Problems to work on:
1) According to the Rogue Legacy passage, what advantage does a hero with Dwarfism have?
2) Extend the Rogue Legacy passage beyond its final sentence.

Source passage:
I could gush about many of Rogue Legacy's fine qualities. I could praise the super satisfying gameplay loop that keeps you glued to the controller hours longer than you intended. I could go on and on about the art style, the lovely faux-retro sprites like an SNES game that never was (or could have been). I could talk about how Goddamn frustrating (satisfying) it gets in NG++. But I want to focus on one of the game's more charming and subtle elements.
Rogue Legacy is one of the most inclusive and life affirming games I've ever played.
You probably know the gist of the game already. Rogue Legacy is a roguelike that features a family line of heroes attempting to storm an ever changing castle. When your little Knight of Knave falls (and it will happen, again and again) that's it for him or her. They're dead and gone and the next attempt will star their offspring, and then their offspring, and so on. Each child has a randomly selected class, spell, and most interestingly, traits, they are born with.
These traits can be any number of things. Some of them can be seen as advantages, such as a peculiarly overactive gland that makes your blows knock enemies further back than most. Some are detrimental, like the world-flipping vertigo. A whole whack of them are either neutral and have little effect on the game, or come with a mix of up and downs. A hero afflicted with Dwarfism is tiny and will have a hard time hitting enemies while keeping them at bay, but at the same time their small stature will allow them to take secret passageways larger heroes can't. A savant is the typically "talented but troubled" soul, casting a different random magic type each time instead of being stuck with just one. On one hand the lack of reliability can be a real hinderence, but on the other, sometimes a puzzle can be solved by trying a few times for the right spell.
The tagline for the game is "anybody can be a hero" and anyone can, even my ADHD-ridden Litch Queen with congenital Tunnel Vision. Sure she could never tell where she was going, but she got there FAST.

Stored entries
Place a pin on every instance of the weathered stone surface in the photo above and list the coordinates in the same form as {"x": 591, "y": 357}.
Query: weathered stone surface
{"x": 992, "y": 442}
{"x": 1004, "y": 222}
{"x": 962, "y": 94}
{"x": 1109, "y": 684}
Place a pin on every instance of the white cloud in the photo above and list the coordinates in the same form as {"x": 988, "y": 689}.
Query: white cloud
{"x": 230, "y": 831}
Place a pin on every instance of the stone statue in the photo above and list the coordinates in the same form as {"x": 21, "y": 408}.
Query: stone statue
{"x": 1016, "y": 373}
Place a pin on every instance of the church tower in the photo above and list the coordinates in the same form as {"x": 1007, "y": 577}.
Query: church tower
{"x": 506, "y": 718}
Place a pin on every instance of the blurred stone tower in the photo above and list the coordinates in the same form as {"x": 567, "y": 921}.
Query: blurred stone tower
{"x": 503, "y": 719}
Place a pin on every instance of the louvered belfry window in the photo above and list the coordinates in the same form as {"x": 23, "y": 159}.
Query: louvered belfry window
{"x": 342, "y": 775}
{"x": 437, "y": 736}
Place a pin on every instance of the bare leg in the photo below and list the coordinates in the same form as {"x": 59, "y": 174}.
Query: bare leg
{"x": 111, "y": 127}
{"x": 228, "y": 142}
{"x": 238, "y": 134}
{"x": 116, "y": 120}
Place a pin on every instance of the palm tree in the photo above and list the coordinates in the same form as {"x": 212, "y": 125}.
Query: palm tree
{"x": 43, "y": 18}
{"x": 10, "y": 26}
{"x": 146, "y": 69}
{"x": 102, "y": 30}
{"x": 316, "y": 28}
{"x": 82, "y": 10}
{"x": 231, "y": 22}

Your responses:
1) Their small stature lets them take secret passageways that larger heroes cannot.

2)
Maybe I'm just being a big softy, but the more I played, the more it got me in the feels. Sure, you can choose between three possible offspring and try to winnow out the bad traits like some kind of lame Cheetos eating Josef Mengele, but there are times when you have to make a choice between three flawed offspring, or have to put up with a bit of nearsightedness to get that sweet Barbarian dragon shout. And that's when the game get's really interesting. When you start with the cards stacked against you and play on anyway. When you be the best damn nearly-blind-hero-with-dyslexia you can be.
I've had a lot of great runs in Rogue Legacy, but the ones that stick out in my mind are the ones where I got deep in the dungeon with a less than perfect character. I've always been a sucker for the underdog, so maybe I try a little harder when I play as a endomorph Mage suffering from dementia than I do when playing as the hale and hearty Knight with no particular traits. Chubby would-be wizards have to stick together, you dig? Maybe I just want that unlikely hero to be "the one" to take down the castle. To be the first hero to ever make it back out of the dungeon with a smirk and a swagger.
The game is never preachy or in your face about it. It never tries to sell itself as some kind of super-inclusive, positive social message game. Rogue Legacy is just quietly, humbly, fucking decent and respectful. And that's pretty awesome.
- Dat manic intensity!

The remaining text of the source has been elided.